## Start Passage provided
Wikidata:Property proposal/external error

From Wikidata
Jump to navigation Jump to search

suspected external error[edit]

Return to Wikidata:Property proposal/Generic

   Under discussion
Description(use as qualifier) the database towards which this external identifier links made the suspected error
Data typeItem
Example 1South America (Q18) VIAF ID (P214) 258766259 → multiple values for exact match (Q96473051)
Example 2South America (Q18) VIAF ID (P214) 170506329 → multiple values for exact match (Q96473051)
Example 3MISSING

Motivation[edit]

Currently, there are many constraint violations in properties like VIAF ID (P214) for single value constraint (Q19474404) and distinct values constraint (Q21502410). Some of them are because of errors within Wikidata and some others are because of errors in VIAF ID (P214). If we would tag the values that are errors in the external database it will be a lot easier for the external database to fix their errors then when they get a list that both contains our errors and theirs. Using this as a qualifier has the additional benefit that we can create queries that list all single value constraint (Q19474404) for VIAF ID (P214) that don't have external error which makes it easier to work with the list of errors because then we can either fix the error on our side or mark the item as an external error and not leave items in our list without being able to take an action that clears the item from our worklist. ChristianKl❫ 13:26, 20 June 2020 (UTC)

Discussion[edit]

  • Symbol oppose vote.svg Oppose this info is not relevant to display inside entities, there are constraint violations pages, and other query ways to find out errors Germartin1 (talk) 16:50, 20 June 2020 (UTC)
  • Constraint violation pages don't classify errors and as such mix errors within Wikidata with errors made in external databases. Declaring a statement as an external error is a value judgment that you don't get via a query if you have no way to input the data. ChristianKl❫ 17:30, 20 June 2020 (UTC)
## End Passage provided
## Start Data section
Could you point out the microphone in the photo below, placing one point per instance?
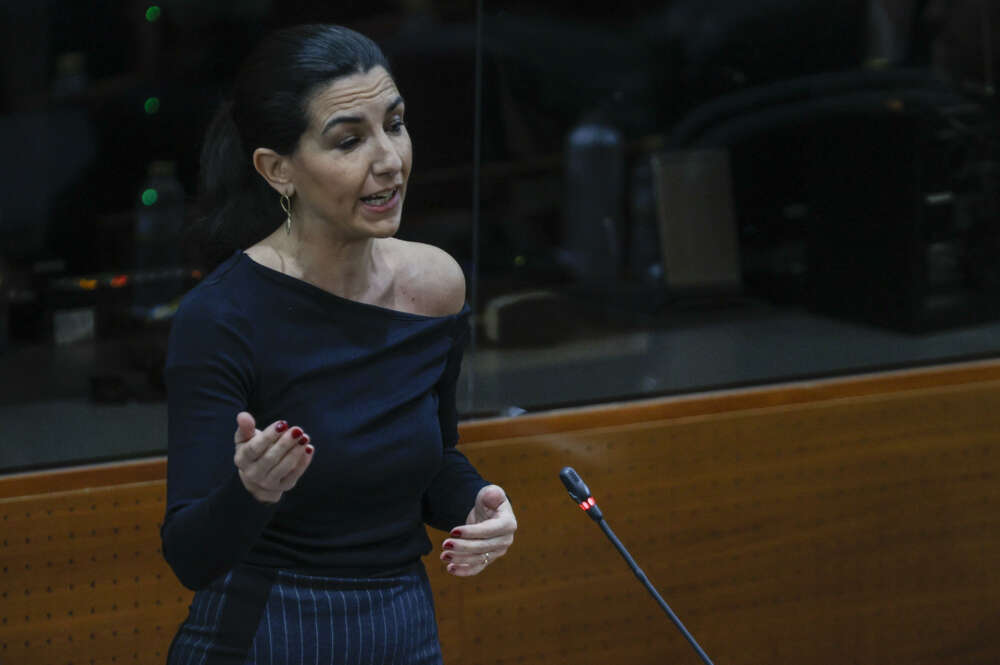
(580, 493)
## End Data section
## Start Data section
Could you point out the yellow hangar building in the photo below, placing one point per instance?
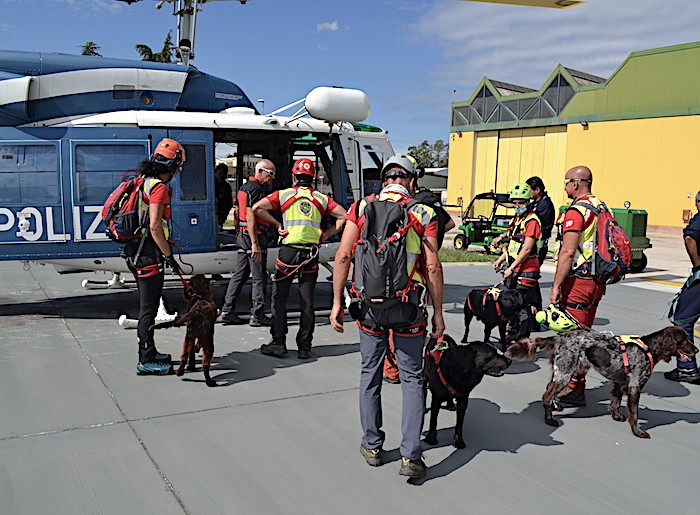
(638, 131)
## End Data section
### Task brief
According to the property proposal, what data type would the suspected external error property have?

### Output below
Item